BEGIN Records supplied

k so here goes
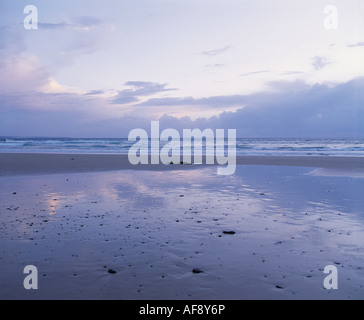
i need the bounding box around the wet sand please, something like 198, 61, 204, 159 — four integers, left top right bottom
0, 154, 364, 300
1, 153, 364, 176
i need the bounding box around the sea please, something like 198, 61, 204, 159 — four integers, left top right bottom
1, 137, 364, 157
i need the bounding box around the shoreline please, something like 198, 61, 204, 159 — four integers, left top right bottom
1, 152, 364, 176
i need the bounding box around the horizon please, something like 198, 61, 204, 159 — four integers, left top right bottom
2, 136, 364, 140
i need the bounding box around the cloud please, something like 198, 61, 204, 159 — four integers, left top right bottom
85, 90, 104, 96
204, 63, 225, 68
73, 16, 102, 28
38, 22, 69, 30
347, 42, 364, 48
0, 89, 154, 138
240, 70, 270, 77
280, 71, 304, 76
1, 78, 364, 138
0, 27, 54, 94
312, 56, 331, 70
0, 87, 123, 137
137, 95, 249, 108
112, 82, 176, 105
134, 78, 364, 138
1, 24, 363, 143
38, 16, 102, 30
201, 46, 233, 57
34, 16, 112, 67
0, 54, 53, 94
136, 80, 313, 108
171, 79, 364, 138
266, 79, 311, 92
240, 70, 304, 77
0, 26, 93, 96
124, 82, 174, 96
112, 96, 140, 105
137, 80, 310, 108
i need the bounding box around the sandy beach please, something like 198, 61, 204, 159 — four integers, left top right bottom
0, 153, 364, 300
1, 153, 364, 176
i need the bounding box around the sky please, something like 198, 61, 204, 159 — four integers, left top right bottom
1, 0, 364, 138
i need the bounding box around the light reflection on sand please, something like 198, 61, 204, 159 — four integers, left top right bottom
307, 168, 364, 179
0, 166, 364, 300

END Records supplied

[Work order] Make an exact copy of the listing. Leave its pictures out.

[Completed exercise]
k so here goes
i need the bounding box around the wet sand please, something like 198, 61, 204, 159 — four integers, left top right bottom
0, 154, 364, 300
1, 153, 364, 176
i need the bounding box around the sea please, something like 198, 61, 204, 159 — four integers, left top right bottom
1, 137, 364, 157
i need the bounding box around the shoreline please, something like 198, 61, 204, 159 — four integers, left top right bottom
1, 152, 364, 176
i need the bounding box around the horizon please, something like 198, 61, 204, 159 — four integers, left top right bottom
2, 136, 364, 140
i need the bounding box around the cloud please, something like 198, 61, 204, 159 — four integers, left top right bottom
85, 90, 104, 96
204, 63, 225, 68
73, 16, 102, 28
38, 22, 69, 30
347, 42, 364, 48
0, 89, 154, 138
240, 70, 270, 77
280, 71, 304, 76
1, 78, 364, 138
0, 27, 54, 94
312, 56, 331, 70
0, 87, 123, 137
137, 95, 249, 108
112, 82, 176, 105
134, 78, 364, 138
1, 24, 363, 143
38, 16, 102, 30
201, 46, 233, 57
34, 16, 112, 67
0, 54, 53, 94
136, 80, 313, 108
171, 79, 364, 138
266, 79, 311, 92
240, 70, 304, 77
0, 26, 93, 96
124, 82, 174, 96
112, 96, 140, 105
137, 80, 310, 108
i need the bounding box around the sandy beach please, something like 198, 61, 204, 159 — four integers, left top right bottom
0, 153, 364, 300
1, 153, 364, 176
i need the bounding box around the sky please, something like 198, 61, 204, 159 — four integers, left top right bottom
1, 0, 364, 138
i need the bounding box around the light reflection on sand please, something like 198, 61, 204, 159 — four integers, left top right bottom
307, 168, 364, 179
0, 166, 364, 300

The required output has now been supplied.